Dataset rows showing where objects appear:
---

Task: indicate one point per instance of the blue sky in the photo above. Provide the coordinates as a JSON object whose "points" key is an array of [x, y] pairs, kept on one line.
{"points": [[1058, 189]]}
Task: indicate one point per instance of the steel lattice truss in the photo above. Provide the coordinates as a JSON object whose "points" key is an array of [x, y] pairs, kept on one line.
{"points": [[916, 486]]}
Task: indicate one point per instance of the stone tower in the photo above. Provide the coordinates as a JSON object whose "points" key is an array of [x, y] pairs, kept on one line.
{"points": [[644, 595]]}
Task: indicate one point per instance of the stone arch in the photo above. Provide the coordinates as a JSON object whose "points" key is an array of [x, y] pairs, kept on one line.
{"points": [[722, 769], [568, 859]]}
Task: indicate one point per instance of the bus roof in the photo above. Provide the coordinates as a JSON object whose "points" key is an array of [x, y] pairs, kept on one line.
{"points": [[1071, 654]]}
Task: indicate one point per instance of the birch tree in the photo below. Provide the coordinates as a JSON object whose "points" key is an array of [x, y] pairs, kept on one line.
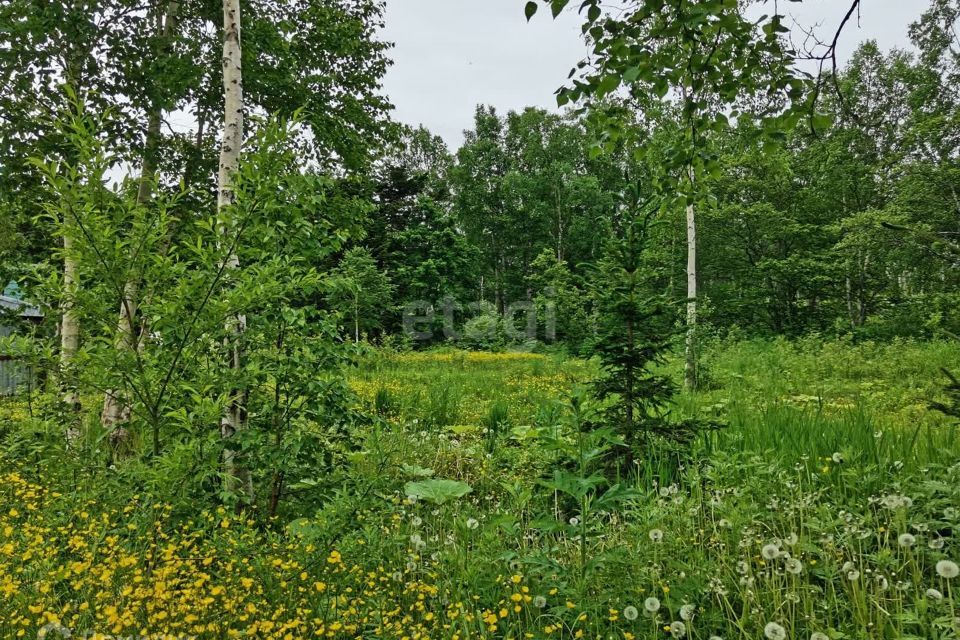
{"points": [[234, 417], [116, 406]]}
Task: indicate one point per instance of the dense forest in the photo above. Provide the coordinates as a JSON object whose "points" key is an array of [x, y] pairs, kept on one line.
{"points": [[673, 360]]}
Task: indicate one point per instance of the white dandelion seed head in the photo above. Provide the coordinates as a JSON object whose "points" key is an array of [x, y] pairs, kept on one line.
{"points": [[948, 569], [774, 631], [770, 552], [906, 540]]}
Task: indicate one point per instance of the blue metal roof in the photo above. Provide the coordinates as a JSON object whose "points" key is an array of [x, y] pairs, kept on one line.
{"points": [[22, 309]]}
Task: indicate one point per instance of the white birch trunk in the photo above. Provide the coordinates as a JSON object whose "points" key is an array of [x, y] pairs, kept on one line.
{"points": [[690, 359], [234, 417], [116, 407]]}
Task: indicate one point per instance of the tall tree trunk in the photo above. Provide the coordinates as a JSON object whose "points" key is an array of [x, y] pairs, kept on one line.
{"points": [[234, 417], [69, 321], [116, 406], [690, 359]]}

---

Convert the lines above into a JSON list of strings, with one string per line and no entries for blank lines. Omit the pictures.

[
  "Task: indicate one point per instance of the blue sky in the photo above. Provide the coordinates as a JSON object whose \"points\" key is an array of [x, y] pairs, kept on one line.",
  "{\"points\": [[1058, 189]]}",
  "Task: indicate one point per instance of the steel lattice truss in the photo above. Provide the coordinates as a JSON object whose \"points\" key is an array of [x, y] pairs, kept on one line.",
  "{\"points\": [[916, 486]]}",
  "Task: indicate one point per instance of the stone tower in the photo above. Provide the coordinates as a JSON object whose \"points\" key is an array of [x, y] pairs, kept on one line.",
  "{\"points\": [[644, 595]]}",
  "Task: indicate one point per instance of the stone arch in the photo above. Provide the coordinates as a JSON object whose \"points\" key is an array of [x, y] pairs, kept on one line.",
  "{\"points\": [[722, 769], [568, 859]]}",
  "Task: indicate one point per instance of the bus roof in the photo above. Provide the coordinates as a JSON object whose \"points\" key is an array of [x, y] pairs, kept on one line.",
  "{\"points\": [[1071, 654]]}",
  "Task: indicate one point per instance of the birch tree in the photo below. Provide the coordinates as a JSON object whose \"points\" key is an array of [x, y] pairs, kept on one line.",
  "{\"points\": [[234, 417], [116, 406]]}",
  "Task: indicate one point per instance of the dense forest in the photo above. Provide the coordinates as a JSON object whose \"points\" key is an array of [x, y] pairs, kept on one line.",
  "{\"points\": [[673, 360]]}",
  "Task: indicate one point per instance of the white dandelion seed head in the photo above. Provide the coordinates as a JSON object whose \"points\" key is an array of [x, y] pairs, kept on one line.",
  "{\"points\": [[948, 569], [774, 631], [770, 552], [906, 540]]}",
  "Task: indicate one point per instance of the blue metal roof in the photo above. Provide the coordinates as a JSON object whose \"points\" key is an array of [x, y] pairs, kept on one line.",
  "{\"points\": [[22, 309]]}",
  "Task: indicate one point per instance of the white birch trunk in the photo above. Provide the coordinates as a JSON object whose \"points\" key is an array of [x, y] pairs, kept on one line.",
  "{\"points\": [[690, 359], [234, 417], [116, 407]]}",
  "Task: indicate one point per instance of the tall tree trunk in the photo above. Provide the coordinates as a JSON object whose \"points\" key is an array of [x, y] pairs, kept on one line.",
  "{\"points\": [[234, 417], [69, 321], [116, 406], [690, 359]]}"
]